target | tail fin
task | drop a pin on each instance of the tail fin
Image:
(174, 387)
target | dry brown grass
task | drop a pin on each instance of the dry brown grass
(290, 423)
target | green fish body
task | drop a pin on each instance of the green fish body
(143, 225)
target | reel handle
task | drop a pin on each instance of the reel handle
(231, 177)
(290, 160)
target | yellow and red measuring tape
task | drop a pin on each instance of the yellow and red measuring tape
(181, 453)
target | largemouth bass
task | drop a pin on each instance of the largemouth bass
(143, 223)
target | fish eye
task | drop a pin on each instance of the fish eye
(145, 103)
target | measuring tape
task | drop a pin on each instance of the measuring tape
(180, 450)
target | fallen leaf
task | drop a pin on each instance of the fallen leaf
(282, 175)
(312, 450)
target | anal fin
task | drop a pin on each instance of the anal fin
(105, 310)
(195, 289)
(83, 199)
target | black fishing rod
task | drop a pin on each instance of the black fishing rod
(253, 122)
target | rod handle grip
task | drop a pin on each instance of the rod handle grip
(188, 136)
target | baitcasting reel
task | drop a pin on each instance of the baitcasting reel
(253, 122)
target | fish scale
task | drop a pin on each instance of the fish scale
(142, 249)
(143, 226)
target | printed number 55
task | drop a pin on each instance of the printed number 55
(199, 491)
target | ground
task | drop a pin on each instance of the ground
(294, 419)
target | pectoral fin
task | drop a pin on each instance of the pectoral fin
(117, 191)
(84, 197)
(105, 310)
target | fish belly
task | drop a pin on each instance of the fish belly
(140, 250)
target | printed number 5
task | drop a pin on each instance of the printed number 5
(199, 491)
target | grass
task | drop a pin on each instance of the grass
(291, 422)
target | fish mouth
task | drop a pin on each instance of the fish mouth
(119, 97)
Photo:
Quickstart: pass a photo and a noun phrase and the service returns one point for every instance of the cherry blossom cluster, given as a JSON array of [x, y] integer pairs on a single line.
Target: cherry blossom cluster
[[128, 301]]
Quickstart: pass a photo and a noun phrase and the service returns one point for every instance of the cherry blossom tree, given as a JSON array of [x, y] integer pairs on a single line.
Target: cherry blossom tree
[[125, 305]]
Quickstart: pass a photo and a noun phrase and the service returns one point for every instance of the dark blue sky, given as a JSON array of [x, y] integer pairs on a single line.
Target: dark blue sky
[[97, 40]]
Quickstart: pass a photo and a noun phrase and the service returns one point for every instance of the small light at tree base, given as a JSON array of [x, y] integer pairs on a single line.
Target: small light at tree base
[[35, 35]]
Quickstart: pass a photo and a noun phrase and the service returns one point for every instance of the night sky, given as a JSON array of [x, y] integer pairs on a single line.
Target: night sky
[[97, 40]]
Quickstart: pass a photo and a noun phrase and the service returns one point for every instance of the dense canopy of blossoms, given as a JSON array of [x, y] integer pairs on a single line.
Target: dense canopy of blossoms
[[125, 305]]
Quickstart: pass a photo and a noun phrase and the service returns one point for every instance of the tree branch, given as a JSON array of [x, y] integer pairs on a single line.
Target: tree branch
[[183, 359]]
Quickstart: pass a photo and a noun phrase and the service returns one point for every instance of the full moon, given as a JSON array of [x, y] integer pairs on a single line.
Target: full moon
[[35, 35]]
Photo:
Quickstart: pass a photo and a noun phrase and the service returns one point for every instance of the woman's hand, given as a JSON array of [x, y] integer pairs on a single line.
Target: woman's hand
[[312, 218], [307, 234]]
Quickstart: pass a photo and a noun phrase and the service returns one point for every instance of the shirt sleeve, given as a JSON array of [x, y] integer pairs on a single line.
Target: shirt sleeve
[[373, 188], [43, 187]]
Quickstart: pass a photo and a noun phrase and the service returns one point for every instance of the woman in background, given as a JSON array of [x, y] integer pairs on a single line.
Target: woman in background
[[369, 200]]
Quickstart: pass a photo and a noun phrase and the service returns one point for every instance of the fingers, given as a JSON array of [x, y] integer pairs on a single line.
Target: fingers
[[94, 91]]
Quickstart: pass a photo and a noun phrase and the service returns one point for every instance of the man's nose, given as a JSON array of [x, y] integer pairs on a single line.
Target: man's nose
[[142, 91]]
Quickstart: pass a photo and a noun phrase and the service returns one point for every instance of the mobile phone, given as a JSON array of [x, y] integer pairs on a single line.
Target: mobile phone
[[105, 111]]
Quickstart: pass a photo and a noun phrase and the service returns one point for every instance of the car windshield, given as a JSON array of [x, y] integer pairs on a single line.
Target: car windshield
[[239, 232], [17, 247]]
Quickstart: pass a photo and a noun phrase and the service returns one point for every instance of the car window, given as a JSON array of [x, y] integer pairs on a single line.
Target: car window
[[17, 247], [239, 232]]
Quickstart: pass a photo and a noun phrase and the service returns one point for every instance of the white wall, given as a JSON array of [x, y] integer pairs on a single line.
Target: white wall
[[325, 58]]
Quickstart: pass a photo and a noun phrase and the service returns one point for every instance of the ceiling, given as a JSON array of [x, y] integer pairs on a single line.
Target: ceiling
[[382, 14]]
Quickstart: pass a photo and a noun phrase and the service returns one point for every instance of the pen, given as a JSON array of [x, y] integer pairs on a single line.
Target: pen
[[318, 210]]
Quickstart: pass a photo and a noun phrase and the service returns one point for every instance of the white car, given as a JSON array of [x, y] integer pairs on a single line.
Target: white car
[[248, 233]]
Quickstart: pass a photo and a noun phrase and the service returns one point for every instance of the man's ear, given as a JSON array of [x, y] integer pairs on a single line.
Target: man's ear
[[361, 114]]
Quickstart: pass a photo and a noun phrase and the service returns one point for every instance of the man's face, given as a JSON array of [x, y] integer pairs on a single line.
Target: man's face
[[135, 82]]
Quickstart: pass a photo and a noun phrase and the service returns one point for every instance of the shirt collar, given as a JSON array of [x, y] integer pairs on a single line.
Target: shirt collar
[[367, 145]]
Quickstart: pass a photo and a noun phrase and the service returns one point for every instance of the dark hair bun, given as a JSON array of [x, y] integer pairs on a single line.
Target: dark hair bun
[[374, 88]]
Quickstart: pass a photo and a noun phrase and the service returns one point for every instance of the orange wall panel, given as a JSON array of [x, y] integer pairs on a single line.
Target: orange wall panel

(Task to carry out):
Copy out all the entries above, putting "occurrence" wherever "instance" appears and changing nothing else.

(Result for this exercise):
target | tail fin
task | drop a pin on each occurrence of the tail fin
Image:
(174, 387)
target | dry brown grass
task | drop a pin on each occurrence of the dry brown grass
(290, 423)
target | green fish body
task | drop a pin on each occurrence of the green fish body
(143, 225)
target | reel handle
task | drop a pin on each occurrence of the reel handle
(231, 177)
(290, 160)
target | yellow and red measuring tape
task | drop a pin on each occurrence of the yellow and red measuring tape
(181, 453)
target | largemouth bass
task | drop a pin on each occurrence of the largemouth bass
(143, 223)
target | fish eye
task | drop a pin on each occurrence of the fish eye
(145, 103)
target | measuring tape
task | drop a pin on each occurrence of the measuring tape
(180, 450)
target | fallen leaf
task | drop a pin on each occurrence of the fallen leaf
(282, 175)
(312, 450)
target | anal fin
task | drop a pin on each occurrence of the anal fin
(105, 310)
(195, 289)
(83, 199)
target | black fishing rod
task | drop a pin on each occurrence of the black fishing rod
(253, 122)
target | rod handle grip
task | drop a pin on each occurrence of the rod handle grip
(188, 136)
target | baitcasting reel
task | drop a pin on each occurrence of the baitcasting reel
(253, 122)
target | fish scale
task | drop a pin on each occurrence of the fish scale
(142, 249)
(143, 226)
target | printed number 55
task | drop a pin on each occurrence of the printed number 55
(199, 491)
target | ground
task | drop a pin on each occurrence of the ground
(294, 419)
target | pectoral fin
task | drop a pin on each occurrence of the pectoral fin
(117, 191)
(84, 197)
(105, 310)
target | fish belly
task | drop a pin on each occurrence of the fish belly
(140, 250)
target | printed number 5
task | drop a pin on each occurrence of the printed number 5
(199, 491)
target | grass
task | drop a pin on each occurrence of the grass
(291, 422)
target | fish mouth
task | drop a pin on each occurrence of the fish mouth
(119, 97)
Photo:
Quickstart: pass a photo and a noun phrase and the service returns one point for every occurrence of the cherry blossom cluster, given as a JSON array of [x, y] integer pairs on a single line.
Target: cherry blossom cluster
[[128, 301]]
Quickstart: pass a photo and a noun phrase and the service returns one point for every occurrence of the cherry blossom tree, given as a JSON array of [x, y] integer pairs on a single line.
Target: cherry blossom tree
[[125, 305]]
Quickstart: pass a photo and a noun phrase and the service returns one point for every occurrence of the dark blue sky, given as a JSON array of [x, y] integer pairs on a single line.
Target: dark blue sky
[[97, 40]]
Quickstart: pass a photo and a noun phrase and the service returns one point for every occurrence of the small light at tree base, given as a JSON array of [x, y] integer pairs on a single line.
Target: small light at tree base
[[35, 35]]
Quickstart: pass a photo and a noun phrase and the service returns one point for every occurrence of the night sky, given as a JSON array of [x, y] integer pairs on a single line.
Target: night sky
[[97, 40]]
Quickstart: pass a photo and a noun phrase and the service returns one point for every occurrence of the dense canopy of blossoms, given as a JSON array of [x, y] integer pairs on a single line.
Target: dense canopy of blossoms
[[125, 305]]
Quickstart: pass a photo and a noun phrase and the service returns one point for every occurrence of the tree branch, given as a JSON array of [x, y] integer pairs on a single line.
Target: tree branch
[[183, 359]]
Quickstart: pass a photo and a noun phrase and the service returns one point for every occurrence of the full moon, given as a JSON array of [x, y] integer pairs on a single line.
Target: full moon
[[35, 35]]
Photo:
Quickstart: pass a photo and a noun phrase and the service returns one point for every occurrence of the woman's hand, given as a JSON array of [x, y] integer pairs on a single line.
Target: woman's hand
[[312, 218], [307, 234]]
Quickstart: pass a photo and a noun phrase and the service returns one point for every occurrence of the shirt sleeve, given as a JSON array of [x, y] integer pairs on a single line.
Target: shirt sleeve
[[373, 188], [43, 187]]
Quickstart: pass a photo and a noun phrase and the service returns one point for every occurrence of the woman in background, given as a JSON array of [x, y] integer pairs on a single line.
Target: woman in background
[[369, 200]]
Quickstart: pass a photo and a noun phrase and the service returns one point for every occurrence of the fingers, given as a JSON array of [x, y] integer pairs on a single line.
Target: fingers
[[94, 91]]
Quickstart: pass a photo and a noun phrase and the service returns one point for every occurrence of the man's nose, given as a JSON array of [x, y] integer pairs on a single line.
Target: man's nose
[[142, 91]]
Quickstart: pass a photo and a noun phrase and the service returns one point for every occurrence of the mobile phone, given as a JSON array of [x, y] integer pairs on a single line.
Target: mobile phone
[[105, 111]]
Quickstart: pass a photo and a noun phrase and the service returns one point for every occurrence of the car windshield, given as a JSON array of [x, y] integer pairs on a single line.
Target: car windshield
[[239, 232], [17, 247]]
Quickstart: pass a photo and a noun phrase and the service returns one point for every occurrence of the car window, given as a JSON array of [x, y] integer pairs on a single line.
Target: car window
[[17, 247], [239, 232]]
Quickstart: pass a photo and a noun phrase and the service returns one point for every occurrence of the white wall, given as a JSON array of [x, y] integer pairs on a single line.
Target: white wall
[[325, 58]]
Quickstart: pass a photo and a noun phrase and the service returns one point for every occurrence of the ceiling, given as a JSON array of [x, y] integer pairs on a single line.
Target: ceiling
[[382, 14]]
Quickstart: pass a photo and a noun phrase and the service returns one point for every occurrence of the pen, given as a JSON array of [x, y] integer pairs on a single line.
Target: pen
[[318, 210]]
Quickstart: pass a photo and a noun phrase and the service returns one point for every occurrence of the white car, given as a JSON array of [x, y] integer pairs on a single line.
Target: white car
[[248, 233]]
Quickstart: pass a photo and a noun phrase and the service returns one point for every occurrence of the man's ear, given as a JSON array of [x, y] integer pairs on a single line.
Target: man's ear
[[361, 114]]
Quickstart: pass a photo and a noun phrase and the service returns one point for every occurrence of the man's face, given as a JSON array of [x, y] integer pairs on a single line.
Target: man's face
[[135, 82]]
Quickstart: pass a photo and a noun phrase and the service returns one point for every occurrence of the shirt collar, given as a JSON array of [x, y] integer pairs on a single line.
Target: shirt collar
[[367, 145]]
Quickstart: pass a photo and a noun phrase and the service returns one point for every occurrence of the dark hair bun, given as a JSON array of [x, y] integer pairs on a single line.
Target: dark hair bun
[[374, 88]]
Quickstart: pass a photo and a noun phrase and the service returns one point for every occurrence of the orange wall panel, given as a JSON array of [x, y] integer pairs on a single line.
Target: orange wall panel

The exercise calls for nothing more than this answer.